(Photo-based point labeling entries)
□ □ □ □ □
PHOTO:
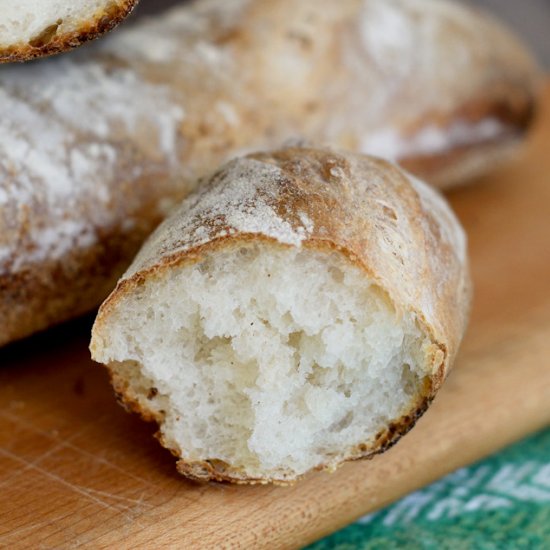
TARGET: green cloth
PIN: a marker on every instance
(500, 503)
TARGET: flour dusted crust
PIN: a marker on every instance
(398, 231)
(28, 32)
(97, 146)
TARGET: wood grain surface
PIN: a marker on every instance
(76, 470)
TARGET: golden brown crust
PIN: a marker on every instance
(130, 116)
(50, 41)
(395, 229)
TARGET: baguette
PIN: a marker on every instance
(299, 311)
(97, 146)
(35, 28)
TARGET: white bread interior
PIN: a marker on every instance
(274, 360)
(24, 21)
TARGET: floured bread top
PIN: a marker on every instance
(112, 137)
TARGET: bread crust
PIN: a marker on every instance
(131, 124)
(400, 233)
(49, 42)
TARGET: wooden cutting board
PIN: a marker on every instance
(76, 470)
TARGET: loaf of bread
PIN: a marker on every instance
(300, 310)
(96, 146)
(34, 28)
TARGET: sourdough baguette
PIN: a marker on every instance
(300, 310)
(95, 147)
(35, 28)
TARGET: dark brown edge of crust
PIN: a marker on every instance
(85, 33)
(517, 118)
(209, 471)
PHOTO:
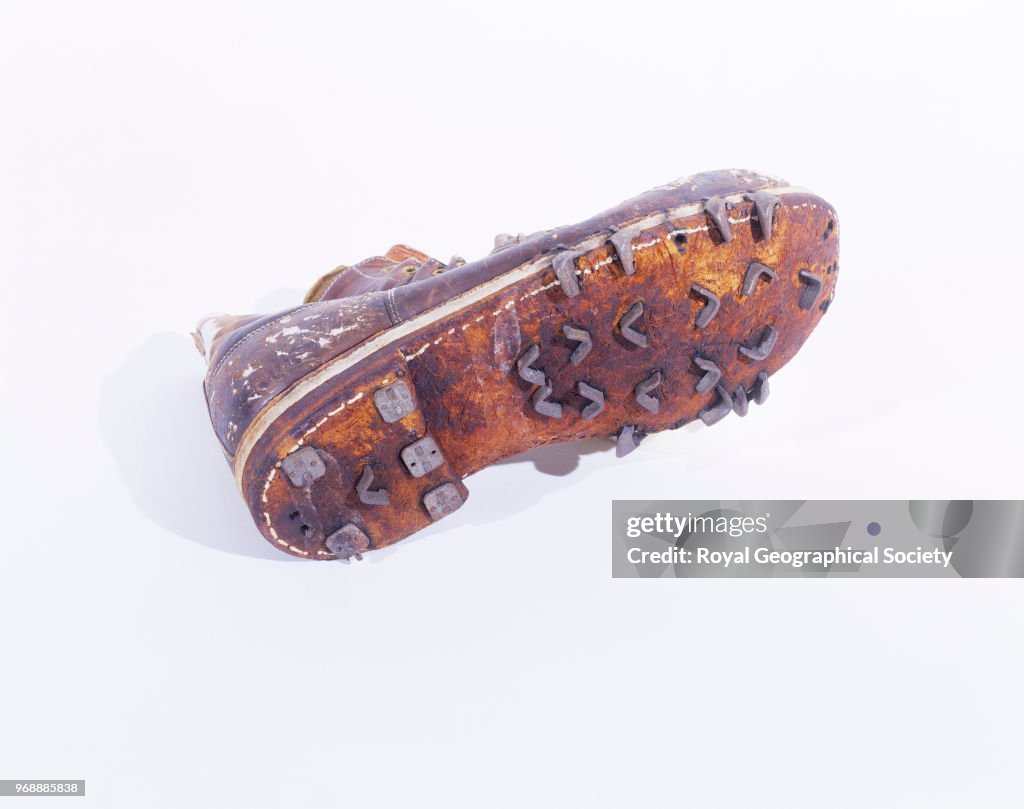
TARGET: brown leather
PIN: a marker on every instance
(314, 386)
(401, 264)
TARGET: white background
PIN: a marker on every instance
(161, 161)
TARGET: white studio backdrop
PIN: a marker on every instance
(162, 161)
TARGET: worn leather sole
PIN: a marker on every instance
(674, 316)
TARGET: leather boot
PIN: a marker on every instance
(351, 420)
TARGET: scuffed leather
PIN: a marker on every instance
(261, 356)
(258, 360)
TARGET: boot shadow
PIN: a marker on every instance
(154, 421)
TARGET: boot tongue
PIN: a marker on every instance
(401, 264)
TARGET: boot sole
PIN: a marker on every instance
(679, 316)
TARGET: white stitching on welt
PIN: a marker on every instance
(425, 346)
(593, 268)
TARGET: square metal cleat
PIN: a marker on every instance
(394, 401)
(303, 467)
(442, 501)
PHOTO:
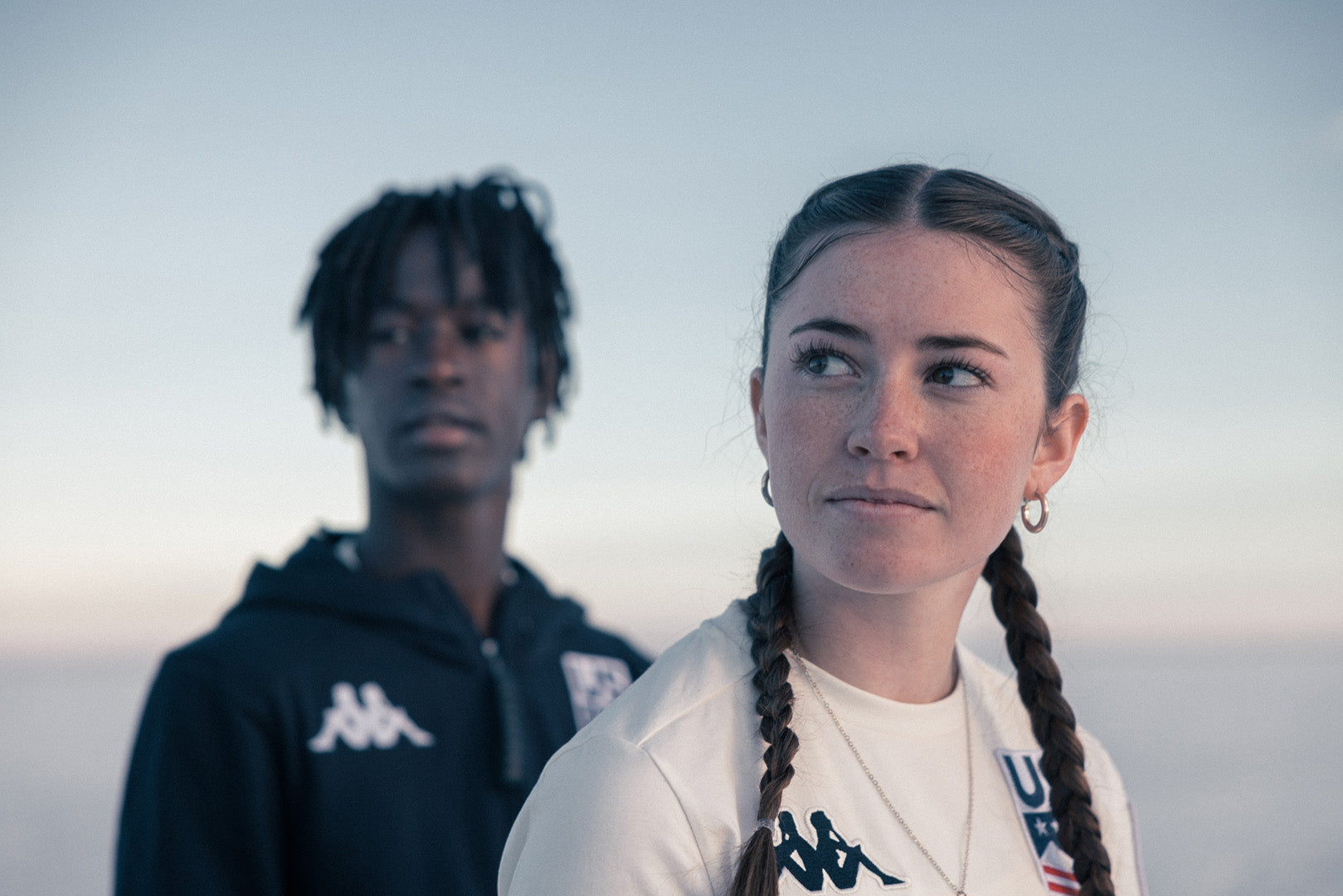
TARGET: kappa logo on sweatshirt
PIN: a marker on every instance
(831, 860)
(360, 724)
□ □ □ □ □
Instructions to follow =>
Write out every line of the entries above word for word, leaving out the pictures.

The response =>
PHOTO:
TARGET: green cloth
PIN: a marker on every instance
(500, 503)
TARGET: flour dusted crust
PIN: a marker on every instance
(398, 231)
(28, 32)
(97, 146)
TARGET: wood grain surface
PIN: a marker on every instance
(76, 470)
TARGET: golden brown crust
PIN: a marker on every instance
(130, 116)
(50, 41)
(395, 229)
TARGET: baguette
PIN: a marker on every instance
(299, 311)
(97, 146)
(35, 28)
TARGET: white bread interior
PIN: a marker on every instance
(274, 360)
(24, 21)
TARGET: floured bread top
PIN: a marker on every instance
(112, 137)
TARGET: bread crust
PIN: a marker on every instance
(131, 124)
(400, 233)
(49, 42)
TARGET: wooden cutting board
PIN: a marker on every instance
(76, 470)
TARGET: loaf of bread
PIN: a marker on every instance
(300, 310)
(96, 146)
(34, 28)
TARGET: sourdough baguette
PIN: a marker on every instance
(300, 310)
(95, 147)
(35, 28)
TARGET: dark brown edge of crust
PIN: a marker on every instance
(85, 33)
(517, 118)
(209, 471)
PHOTO:
TARGET: brown leather
PIN: a marker on every instance
(314, 386)
(401, 264)
TARGET: white background
PIN: a marker on every instance
(161, 161)
TARGET: white studio backdrop
PIN: a marker on every instance
(162, 161)
TARGET: worn leather sole
PIN: a marker on every instance
(674, 316)
TARGET: leather boot
PIN: a marker on every instance
(351, 420)
TARGET: scuffed leather
PIN: a marker on every instance
(261, 356)
(258, 360)
TARGET: boot shadow
PIN: a marker on every instance
(154, 421)
TARGET: boot tongue
PIN: a marker on every instance
(401, 264)
TARGET: boot sole
PIN: a marker on every instance
(679, 316)
TARGET: white stitching on welt
PIN: a marker on every instance
(425, 346)
(593, 268)
TARGET: square metal cleat
PIN: a marker on every instance
(394, 401)
(303, 467)
(442, 501)
PHOTO:
TARGET: kappa logo on sweatshirt
PIN: a marker on every instance
(831, 860)
(360, 724)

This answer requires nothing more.